## DESCRIPTION OF THE TASK
Count the lines in the items below that contain the string "construction", treating case as significant. Give only the number.

[Point placement records]
-*-
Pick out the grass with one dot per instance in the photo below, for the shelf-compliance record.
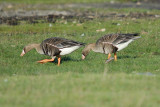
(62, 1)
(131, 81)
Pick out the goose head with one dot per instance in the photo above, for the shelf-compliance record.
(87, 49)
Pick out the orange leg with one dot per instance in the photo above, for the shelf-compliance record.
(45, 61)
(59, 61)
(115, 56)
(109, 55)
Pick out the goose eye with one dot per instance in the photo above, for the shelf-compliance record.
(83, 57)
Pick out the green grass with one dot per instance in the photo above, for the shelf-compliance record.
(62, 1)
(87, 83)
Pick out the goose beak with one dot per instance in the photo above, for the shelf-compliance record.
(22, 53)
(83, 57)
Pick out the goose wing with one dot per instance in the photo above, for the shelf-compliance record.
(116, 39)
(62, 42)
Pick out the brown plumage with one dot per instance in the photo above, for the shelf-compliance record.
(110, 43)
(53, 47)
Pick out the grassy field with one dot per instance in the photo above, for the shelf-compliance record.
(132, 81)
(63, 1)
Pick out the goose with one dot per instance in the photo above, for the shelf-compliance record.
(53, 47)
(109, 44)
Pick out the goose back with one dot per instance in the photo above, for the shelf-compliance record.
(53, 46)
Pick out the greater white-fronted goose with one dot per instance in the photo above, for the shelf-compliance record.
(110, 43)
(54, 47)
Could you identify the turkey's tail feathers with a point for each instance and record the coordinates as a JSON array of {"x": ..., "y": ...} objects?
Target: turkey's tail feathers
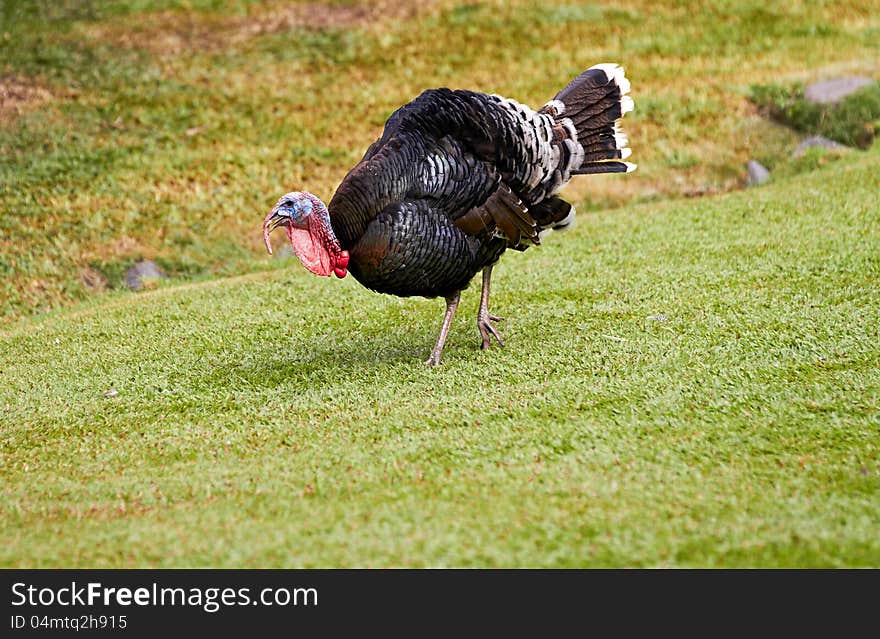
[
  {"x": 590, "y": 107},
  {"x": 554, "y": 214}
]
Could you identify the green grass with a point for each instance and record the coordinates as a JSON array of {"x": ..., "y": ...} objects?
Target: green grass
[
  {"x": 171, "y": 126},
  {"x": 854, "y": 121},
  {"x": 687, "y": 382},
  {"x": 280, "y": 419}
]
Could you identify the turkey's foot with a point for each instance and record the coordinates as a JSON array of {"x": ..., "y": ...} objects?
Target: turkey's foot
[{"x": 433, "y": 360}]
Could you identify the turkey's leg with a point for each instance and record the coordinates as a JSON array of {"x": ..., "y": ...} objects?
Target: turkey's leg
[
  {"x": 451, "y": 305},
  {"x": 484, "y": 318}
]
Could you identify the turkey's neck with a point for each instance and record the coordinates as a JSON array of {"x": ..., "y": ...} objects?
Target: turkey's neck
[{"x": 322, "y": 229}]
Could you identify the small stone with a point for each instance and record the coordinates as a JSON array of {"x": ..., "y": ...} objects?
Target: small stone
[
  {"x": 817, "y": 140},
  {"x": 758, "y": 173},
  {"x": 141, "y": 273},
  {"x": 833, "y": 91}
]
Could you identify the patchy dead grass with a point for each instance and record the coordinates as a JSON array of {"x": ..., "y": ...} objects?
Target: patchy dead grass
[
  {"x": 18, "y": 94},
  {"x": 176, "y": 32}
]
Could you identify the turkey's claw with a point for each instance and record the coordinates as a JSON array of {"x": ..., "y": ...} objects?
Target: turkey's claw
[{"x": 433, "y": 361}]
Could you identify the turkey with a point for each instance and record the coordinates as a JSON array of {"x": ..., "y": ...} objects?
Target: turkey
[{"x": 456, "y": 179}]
-*-
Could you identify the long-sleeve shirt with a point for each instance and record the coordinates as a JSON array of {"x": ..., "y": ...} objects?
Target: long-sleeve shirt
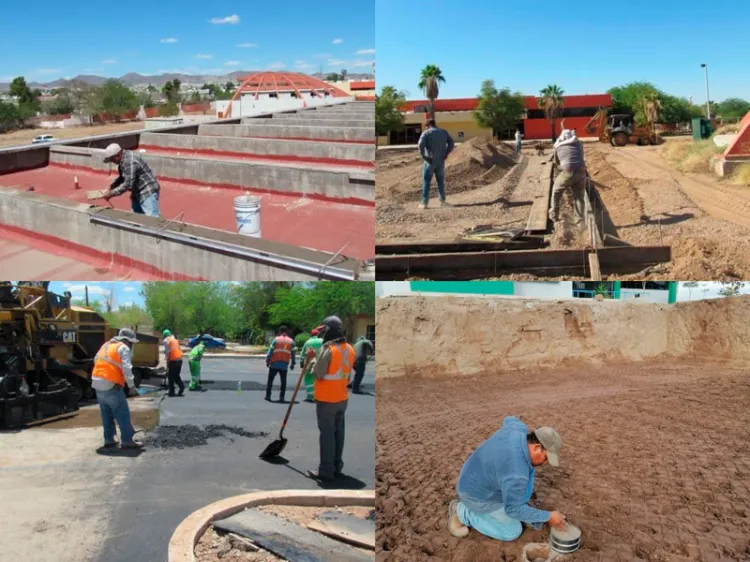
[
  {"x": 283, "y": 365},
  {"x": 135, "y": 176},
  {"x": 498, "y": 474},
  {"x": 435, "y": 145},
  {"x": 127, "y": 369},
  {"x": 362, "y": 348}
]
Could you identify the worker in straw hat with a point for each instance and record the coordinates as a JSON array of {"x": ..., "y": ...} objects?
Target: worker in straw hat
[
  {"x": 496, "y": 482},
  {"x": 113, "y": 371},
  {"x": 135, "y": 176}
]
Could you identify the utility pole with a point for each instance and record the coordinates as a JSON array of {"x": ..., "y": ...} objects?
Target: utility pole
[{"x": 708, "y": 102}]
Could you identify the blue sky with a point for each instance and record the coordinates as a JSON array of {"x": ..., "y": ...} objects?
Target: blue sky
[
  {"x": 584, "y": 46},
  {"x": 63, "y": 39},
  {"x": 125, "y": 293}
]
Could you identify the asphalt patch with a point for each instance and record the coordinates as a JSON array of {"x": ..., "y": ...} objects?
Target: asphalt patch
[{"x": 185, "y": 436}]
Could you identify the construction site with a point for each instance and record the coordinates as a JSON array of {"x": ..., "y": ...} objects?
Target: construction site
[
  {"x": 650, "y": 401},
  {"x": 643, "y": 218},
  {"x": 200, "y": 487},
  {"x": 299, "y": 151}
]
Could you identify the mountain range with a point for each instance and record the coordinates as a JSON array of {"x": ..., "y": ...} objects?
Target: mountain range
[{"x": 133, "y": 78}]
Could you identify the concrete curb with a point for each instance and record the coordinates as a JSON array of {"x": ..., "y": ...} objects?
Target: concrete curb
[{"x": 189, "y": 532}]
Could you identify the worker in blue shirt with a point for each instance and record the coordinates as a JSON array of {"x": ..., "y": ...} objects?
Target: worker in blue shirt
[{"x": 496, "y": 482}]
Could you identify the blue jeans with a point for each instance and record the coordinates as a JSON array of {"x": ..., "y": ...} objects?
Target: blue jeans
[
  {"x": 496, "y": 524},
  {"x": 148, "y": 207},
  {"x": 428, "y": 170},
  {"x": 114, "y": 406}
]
-*-
## CORRECT RESPONSE
2